WRITTEN EXERCISE ▸
Answer these questions using the hypothesis testing example below.
(a) How many times is the quarter tossed, and how many heads are observed?
(b) Which key word signals that a hypothesis test is being done?
(c) In particular, what does the decision rule tell us?

SOURCE EXTRACT ▸
•••
Hypothesis Testing Example
Suppose we have a quarter, and we want to decide if that quarter is fair or not. We toss the quarter 200 times and observe 110 heads. Test if the quarter is fair or not. Use a 5% level of significance.
The key word "Test" is what tells us that we are doing a hypothesis test.
Hypotheses: We must decide what parameter we are testing about: p or µ. That is, is the problem asking about a proportion/percentage, or is it asking about an average/mean? In this case, a coin would be considered fair if the true proportion of heads was 0.5, so our parameter must be p.
Now we must set up our hypotheses regarding p. We are trying to test if the coin is fair or not. A fair coin would be one where p = 0.5, while an unfair coin would be any other one, i.e. where p ≠ 0.5. These are our two hypotheses: p = 0.5 and p ≠ 0.5. The one with the equal sign is always the H0, so now we have our hypotheses:
H0: p = 0.5
H1: p ≠ 0.5
Alpha: The alpha value is also sometimes called the significance level of the test. Sometimes it is given in a problem, but if not, you can make your own choice, with α = 0.05 being a good choice. This time we were told to use a 5% significance level, so:
α = 0.05
Decision Rule: This is a statement that tells us how we will make our choice between the hypotheses after we look at the data. In particular, it will tell us what will be necessary for us to reject H0.
•••
GIVEN DATA ▸
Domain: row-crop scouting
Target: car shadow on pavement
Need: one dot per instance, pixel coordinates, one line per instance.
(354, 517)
•••
PROBLEM SOLUTION ▸
(a) The quarter is tossed 200 times, and 110 heads are observed.
(b) The key word is "Test."
(c) It tells us what will be necessary for us to reject H0.